Stated goal 1
Copy out every line in the rows below that contains the word "fence".

========================

Born in Bitburg, Germany, Paul Melanson is a Catholic lay-philosopher and apologist whose work has appeared in many publications and websites including The Union Leader, The Wanderer, Seattle Catholic, Newsblaze, Helium, and Amazines. He has been interviewed by The National Catholic Register, the Southern Poverty Law Center and the television newsmagazine Chronicle.

Tuesday, December 30, 2008

The Melanson Settlement


Melanson Settlement National Historic Site of Canada


Melanson Settlement: A Rich History


The Melanson Settlement was an Acadian family settlement in the former Port-Royal area. It was located on the north shore of the Dauphin (now Annapolis) River, 6.5 kilometres down river from the town of Port-Royal (later Annapolis Royal.) Like the other Acadian settlements scattered along the river, the Melanson Settlement was an agricultural community where family members and neighbours worked co-operatively in the distinctive dykeland agriculture that was unique in colonial North America.

========================

Stated goal 2
According to the Melanson Settlement page above, on the north shore of which river was the settlement located?

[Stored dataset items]
========================

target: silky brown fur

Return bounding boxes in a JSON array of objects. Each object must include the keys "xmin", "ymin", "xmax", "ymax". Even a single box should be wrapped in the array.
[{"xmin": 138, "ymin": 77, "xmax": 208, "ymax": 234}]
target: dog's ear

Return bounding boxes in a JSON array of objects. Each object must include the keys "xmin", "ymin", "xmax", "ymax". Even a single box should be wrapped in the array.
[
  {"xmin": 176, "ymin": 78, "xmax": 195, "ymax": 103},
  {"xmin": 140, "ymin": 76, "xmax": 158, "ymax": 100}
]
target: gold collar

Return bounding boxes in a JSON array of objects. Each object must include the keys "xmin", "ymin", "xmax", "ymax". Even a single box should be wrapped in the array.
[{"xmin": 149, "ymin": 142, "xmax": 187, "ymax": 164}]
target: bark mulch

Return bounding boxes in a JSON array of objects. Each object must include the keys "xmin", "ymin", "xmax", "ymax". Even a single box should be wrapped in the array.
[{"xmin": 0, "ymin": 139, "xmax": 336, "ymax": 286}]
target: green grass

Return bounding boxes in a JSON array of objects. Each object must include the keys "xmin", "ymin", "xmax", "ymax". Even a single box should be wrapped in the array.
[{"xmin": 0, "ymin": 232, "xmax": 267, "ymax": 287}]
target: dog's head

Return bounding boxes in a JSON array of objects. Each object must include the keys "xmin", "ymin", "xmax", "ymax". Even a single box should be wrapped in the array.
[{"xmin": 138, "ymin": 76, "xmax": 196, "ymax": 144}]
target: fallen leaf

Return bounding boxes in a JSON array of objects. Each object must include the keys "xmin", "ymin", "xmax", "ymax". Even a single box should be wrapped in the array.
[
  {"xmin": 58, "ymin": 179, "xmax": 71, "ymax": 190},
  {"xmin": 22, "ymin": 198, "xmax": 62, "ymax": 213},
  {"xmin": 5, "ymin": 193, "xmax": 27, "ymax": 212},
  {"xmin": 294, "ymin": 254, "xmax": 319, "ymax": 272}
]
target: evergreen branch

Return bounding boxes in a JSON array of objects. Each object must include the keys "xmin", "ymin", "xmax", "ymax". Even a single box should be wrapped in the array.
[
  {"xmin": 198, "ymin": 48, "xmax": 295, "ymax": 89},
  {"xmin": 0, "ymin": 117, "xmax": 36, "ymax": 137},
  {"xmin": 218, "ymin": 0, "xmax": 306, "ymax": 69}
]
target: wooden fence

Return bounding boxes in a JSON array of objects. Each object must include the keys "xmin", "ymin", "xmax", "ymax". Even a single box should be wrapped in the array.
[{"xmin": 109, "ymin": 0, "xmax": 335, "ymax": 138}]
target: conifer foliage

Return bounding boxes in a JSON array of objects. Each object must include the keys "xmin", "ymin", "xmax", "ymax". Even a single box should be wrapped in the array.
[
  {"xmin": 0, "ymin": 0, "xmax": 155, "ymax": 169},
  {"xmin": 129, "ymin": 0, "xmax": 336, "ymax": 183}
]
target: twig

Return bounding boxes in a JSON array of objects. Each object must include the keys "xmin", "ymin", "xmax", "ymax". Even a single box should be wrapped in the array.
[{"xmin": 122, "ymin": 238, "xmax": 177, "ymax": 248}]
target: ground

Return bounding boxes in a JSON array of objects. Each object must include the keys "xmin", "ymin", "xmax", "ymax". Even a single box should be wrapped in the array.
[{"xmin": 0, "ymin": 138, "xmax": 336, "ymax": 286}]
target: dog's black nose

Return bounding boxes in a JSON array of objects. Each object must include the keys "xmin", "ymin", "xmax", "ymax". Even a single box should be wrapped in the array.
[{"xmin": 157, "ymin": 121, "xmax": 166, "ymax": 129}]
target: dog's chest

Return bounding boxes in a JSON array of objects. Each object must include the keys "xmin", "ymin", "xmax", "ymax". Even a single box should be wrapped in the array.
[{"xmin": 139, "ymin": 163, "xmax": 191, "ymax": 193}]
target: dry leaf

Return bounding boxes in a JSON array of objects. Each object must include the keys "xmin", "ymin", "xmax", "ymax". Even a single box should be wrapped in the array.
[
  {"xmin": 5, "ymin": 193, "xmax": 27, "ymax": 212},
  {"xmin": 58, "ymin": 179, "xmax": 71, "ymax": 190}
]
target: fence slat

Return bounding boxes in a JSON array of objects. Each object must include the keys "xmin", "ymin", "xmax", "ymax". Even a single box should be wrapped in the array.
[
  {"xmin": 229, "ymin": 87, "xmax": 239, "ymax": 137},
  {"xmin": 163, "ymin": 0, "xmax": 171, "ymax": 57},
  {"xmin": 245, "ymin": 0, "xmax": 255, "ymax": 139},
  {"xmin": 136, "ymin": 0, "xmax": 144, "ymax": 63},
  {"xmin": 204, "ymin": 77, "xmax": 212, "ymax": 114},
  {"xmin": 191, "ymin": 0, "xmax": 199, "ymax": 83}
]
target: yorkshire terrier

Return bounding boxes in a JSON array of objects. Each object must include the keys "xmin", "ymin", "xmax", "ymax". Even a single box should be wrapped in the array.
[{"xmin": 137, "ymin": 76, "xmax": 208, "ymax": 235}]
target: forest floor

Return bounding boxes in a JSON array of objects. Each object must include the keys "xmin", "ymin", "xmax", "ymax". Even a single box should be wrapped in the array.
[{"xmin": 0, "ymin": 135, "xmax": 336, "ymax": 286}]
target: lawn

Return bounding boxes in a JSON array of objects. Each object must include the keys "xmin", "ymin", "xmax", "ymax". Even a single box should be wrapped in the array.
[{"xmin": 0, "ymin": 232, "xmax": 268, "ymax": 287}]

========================

Finished answer 1
target: wooden fence
target: fence slat

Finished answer 2
The Dauphin River, now called the Annapolis River.